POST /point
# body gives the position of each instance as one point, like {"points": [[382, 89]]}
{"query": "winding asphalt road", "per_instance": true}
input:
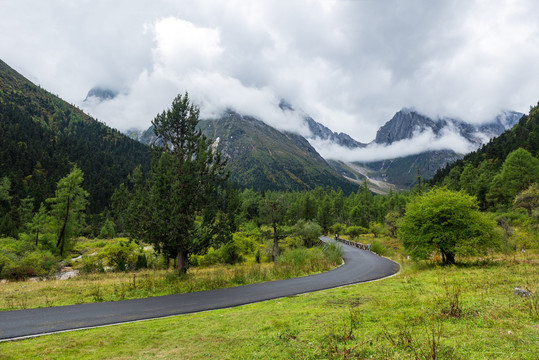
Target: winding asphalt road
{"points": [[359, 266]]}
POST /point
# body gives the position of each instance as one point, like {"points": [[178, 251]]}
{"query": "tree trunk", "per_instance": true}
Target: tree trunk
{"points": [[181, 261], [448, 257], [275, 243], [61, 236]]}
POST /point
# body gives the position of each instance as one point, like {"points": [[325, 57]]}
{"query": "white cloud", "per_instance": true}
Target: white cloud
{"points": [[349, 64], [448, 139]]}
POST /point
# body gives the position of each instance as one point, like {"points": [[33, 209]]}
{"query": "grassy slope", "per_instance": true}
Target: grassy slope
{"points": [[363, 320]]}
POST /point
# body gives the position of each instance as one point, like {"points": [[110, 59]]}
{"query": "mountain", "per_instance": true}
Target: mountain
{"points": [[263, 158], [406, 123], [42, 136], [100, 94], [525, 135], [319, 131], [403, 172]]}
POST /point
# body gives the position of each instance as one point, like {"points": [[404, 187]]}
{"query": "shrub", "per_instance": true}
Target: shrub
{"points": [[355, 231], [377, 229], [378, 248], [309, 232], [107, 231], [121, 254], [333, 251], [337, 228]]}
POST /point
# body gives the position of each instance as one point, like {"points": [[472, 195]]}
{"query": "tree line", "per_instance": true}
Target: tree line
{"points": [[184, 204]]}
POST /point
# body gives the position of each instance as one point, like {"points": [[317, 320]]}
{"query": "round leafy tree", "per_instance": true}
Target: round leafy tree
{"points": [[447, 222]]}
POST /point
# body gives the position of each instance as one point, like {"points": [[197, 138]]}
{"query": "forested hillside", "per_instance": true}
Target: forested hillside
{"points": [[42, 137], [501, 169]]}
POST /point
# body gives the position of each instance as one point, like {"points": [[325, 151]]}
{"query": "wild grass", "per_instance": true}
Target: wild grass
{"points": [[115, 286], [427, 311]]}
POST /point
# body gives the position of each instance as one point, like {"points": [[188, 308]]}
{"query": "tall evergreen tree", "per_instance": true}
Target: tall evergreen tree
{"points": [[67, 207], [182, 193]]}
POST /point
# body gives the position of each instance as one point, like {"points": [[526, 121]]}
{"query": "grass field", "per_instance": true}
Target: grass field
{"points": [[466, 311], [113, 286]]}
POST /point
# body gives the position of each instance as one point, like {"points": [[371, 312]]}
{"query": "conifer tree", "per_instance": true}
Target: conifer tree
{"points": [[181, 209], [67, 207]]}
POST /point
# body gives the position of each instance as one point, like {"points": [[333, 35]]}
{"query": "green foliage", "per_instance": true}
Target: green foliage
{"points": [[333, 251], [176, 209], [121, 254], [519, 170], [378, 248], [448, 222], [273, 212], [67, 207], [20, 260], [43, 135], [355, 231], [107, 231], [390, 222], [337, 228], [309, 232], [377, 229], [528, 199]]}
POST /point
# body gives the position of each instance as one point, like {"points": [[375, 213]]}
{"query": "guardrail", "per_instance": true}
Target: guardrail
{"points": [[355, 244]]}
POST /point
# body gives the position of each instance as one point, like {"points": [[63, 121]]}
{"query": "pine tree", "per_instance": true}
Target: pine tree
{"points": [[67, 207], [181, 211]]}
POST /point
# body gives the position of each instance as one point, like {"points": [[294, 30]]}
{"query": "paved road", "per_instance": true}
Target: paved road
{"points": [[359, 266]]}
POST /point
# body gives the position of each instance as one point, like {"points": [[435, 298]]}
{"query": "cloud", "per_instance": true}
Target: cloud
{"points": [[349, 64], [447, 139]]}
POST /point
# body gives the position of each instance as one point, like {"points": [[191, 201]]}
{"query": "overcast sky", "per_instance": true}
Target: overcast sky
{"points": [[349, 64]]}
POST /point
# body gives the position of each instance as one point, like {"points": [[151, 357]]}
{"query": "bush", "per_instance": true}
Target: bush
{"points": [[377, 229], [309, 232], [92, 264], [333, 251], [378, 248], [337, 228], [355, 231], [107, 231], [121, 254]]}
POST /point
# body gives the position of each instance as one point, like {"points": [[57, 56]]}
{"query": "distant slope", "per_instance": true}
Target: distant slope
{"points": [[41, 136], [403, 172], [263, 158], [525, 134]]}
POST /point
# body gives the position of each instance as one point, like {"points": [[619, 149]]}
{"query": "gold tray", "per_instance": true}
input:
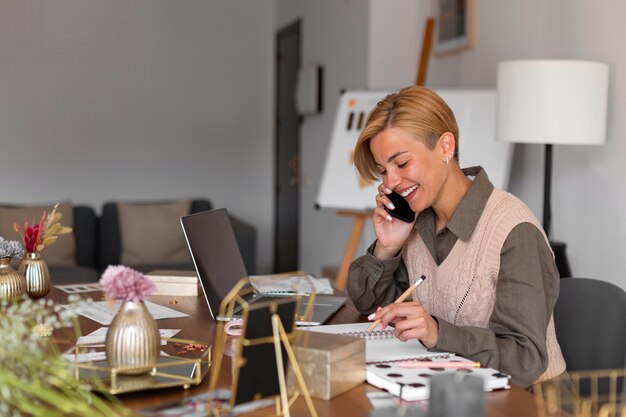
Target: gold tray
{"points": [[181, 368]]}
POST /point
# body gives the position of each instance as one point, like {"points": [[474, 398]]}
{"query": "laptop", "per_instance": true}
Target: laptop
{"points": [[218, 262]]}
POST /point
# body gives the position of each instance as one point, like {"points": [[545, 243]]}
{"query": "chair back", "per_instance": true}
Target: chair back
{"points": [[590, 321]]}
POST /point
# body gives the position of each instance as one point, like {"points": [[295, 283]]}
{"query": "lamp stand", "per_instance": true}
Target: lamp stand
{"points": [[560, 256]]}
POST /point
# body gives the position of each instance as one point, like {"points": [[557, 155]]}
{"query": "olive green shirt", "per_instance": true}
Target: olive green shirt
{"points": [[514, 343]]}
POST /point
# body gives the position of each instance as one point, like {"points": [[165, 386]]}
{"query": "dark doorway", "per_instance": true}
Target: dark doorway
::::
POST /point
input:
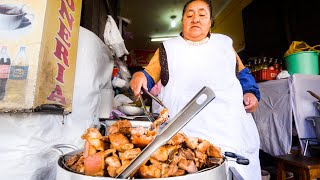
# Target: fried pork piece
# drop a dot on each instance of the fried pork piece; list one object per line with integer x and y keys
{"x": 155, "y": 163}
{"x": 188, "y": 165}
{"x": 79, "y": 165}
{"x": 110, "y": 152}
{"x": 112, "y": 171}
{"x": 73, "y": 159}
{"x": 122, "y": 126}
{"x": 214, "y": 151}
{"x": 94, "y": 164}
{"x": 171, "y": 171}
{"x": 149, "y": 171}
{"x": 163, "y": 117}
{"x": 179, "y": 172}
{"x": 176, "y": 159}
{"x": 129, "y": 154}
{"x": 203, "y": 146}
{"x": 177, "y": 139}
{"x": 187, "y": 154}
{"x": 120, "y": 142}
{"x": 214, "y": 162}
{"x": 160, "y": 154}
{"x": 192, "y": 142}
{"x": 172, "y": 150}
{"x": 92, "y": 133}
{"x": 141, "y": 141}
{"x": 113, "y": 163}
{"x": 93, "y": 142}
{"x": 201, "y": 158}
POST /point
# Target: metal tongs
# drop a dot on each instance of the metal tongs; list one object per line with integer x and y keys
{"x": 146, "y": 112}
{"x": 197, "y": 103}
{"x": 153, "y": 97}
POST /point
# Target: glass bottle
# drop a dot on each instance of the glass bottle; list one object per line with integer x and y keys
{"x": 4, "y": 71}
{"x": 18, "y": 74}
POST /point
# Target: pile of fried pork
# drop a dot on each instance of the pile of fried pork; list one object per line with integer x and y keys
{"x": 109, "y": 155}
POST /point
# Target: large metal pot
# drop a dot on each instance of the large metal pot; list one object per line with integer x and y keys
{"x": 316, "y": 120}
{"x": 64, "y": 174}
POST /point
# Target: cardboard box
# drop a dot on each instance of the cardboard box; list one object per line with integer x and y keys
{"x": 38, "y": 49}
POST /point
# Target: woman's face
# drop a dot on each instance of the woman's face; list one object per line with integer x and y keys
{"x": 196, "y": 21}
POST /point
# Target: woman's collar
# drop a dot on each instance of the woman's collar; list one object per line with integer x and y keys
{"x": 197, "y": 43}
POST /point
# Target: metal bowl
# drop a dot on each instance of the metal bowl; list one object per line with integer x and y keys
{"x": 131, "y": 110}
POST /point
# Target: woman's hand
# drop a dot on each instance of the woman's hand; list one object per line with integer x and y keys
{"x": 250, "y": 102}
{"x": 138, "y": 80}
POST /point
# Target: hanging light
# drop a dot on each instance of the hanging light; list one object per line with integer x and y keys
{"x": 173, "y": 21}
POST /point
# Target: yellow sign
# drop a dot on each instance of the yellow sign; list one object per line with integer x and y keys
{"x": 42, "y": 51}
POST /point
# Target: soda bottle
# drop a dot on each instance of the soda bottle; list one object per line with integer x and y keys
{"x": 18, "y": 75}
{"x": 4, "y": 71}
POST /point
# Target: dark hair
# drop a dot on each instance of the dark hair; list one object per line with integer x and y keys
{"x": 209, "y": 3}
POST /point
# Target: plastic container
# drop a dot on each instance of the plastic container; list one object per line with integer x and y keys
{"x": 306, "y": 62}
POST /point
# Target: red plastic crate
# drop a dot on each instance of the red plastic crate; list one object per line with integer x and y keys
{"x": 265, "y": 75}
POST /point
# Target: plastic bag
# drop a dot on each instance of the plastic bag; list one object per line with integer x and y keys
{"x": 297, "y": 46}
::::
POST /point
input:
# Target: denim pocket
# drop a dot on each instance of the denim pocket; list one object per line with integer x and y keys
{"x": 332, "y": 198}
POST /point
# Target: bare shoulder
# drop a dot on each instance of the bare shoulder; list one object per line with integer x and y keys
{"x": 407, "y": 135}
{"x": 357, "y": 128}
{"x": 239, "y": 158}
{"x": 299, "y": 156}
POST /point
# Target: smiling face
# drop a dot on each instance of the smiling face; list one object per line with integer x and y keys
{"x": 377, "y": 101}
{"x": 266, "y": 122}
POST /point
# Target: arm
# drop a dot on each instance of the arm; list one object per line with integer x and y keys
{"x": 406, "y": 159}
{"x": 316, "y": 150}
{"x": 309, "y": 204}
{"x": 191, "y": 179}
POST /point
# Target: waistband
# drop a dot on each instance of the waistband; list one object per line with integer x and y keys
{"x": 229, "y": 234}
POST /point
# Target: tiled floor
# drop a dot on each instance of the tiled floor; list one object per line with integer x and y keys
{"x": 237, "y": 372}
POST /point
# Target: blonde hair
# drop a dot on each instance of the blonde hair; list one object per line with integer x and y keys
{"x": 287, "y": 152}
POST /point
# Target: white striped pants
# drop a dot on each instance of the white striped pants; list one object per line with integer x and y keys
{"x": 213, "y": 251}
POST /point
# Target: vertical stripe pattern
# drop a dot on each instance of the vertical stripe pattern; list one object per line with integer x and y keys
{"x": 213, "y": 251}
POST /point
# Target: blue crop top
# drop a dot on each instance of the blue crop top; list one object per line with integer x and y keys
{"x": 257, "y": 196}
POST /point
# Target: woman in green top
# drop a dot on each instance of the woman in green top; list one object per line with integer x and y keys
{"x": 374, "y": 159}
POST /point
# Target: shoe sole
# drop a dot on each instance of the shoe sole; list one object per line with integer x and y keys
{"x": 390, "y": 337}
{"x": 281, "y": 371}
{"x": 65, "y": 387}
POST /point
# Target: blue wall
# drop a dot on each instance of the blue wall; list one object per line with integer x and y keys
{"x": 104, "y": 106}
::::
* YOUR TASK *
Go through the records above and copy every line holding the word "doorway".

* SOLUTION FOR THIS EXERCISE *
{"query": "dark doorway", "per_instance": true}
Target: dark doorway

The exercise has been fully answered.